◆ PROBLEM TO WORK ON ◆
List every line in the entries below that contains the word "white", copying each line in full.

◆ EXTRACTED INFORMATION ◆

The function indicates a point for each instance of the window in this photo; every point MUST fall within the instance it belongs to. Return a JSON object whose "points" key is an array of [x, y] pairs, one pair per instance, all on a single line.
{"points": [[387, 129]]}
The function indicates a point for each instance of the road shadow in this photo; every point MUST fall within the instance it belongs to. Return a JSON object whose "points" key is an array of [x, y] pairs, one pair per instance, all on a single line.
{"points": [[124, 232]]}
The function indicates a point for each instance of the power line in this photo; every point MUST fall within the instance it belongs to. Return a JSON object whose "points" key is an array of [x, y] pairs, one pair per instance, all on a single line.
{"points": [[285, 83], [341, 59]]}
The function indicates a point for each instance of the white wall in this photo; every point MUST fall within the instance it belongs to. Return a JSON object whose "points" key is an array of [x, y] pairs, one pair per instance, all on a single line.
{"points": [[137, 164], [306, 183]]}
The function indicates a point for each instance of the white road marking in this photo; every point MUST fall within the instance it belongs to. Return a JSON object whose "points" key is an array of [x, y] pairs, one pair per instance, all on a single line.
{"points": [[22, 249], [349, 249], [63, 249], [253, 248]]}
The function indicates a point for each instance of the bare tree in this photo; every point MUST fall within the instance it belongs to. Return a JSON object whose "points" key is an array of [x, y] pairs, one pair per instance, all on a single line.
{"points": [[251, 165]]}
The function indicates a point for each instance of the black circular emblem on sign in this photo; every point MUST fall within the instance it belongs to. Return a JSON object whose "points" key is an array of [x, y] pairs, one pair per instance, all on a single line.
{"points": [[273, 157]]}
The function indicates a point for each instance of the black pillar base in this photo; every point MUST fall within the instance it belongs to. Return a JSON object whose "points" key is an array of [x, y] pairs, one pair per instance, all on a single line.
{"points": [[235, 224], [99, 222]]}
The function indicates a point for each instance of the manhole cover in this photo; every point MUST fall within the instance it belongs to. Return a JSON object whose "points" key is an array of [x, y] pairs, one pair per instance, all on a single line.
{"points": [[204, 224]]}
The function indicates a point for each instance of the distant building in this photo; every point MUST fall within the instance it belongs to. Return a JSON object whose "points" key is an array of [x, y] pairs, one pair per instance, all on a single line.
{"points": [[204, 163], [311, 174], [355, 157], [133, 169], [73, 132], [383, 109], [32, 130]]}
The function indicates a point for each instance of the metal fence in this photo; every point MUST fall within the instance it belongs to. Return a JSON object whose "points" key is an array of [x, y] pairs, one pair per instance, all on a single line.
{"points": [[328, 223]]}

* * *

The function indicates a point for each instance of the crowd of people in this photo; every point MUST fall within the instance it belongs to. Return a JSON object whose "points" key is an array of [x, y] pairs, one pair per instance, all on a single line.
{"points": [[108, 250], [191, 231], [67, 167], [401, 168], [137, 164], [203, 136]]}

...

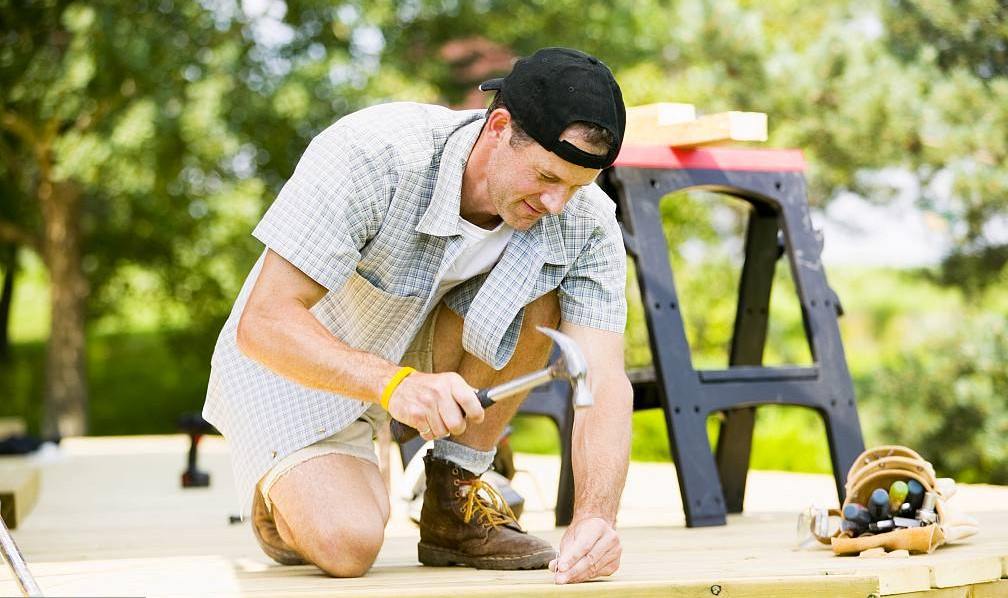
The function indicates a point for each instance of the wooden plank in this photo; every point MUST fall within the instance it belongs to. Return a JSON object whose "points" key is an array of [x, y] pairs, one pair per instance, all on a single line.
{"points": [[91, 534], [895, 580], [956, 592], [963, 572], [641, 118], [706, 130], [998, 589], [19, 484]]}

◆ CORRECT OUTPUT ◆
The function indicates a point for each instance of the white wall in this photo; every point MUST fall within the instance it belongs to. Return a JSON object whose "points" key is an array of [x, y] pairs, one pair per instance, all on a single line.
The function indicates a point for each instance of the white road marking in this photo; every point MUST fall within the instance it belongs to. Return a JSON object whose "points" key is an array of [x, y] pairs, one pair per instance, all on a single line.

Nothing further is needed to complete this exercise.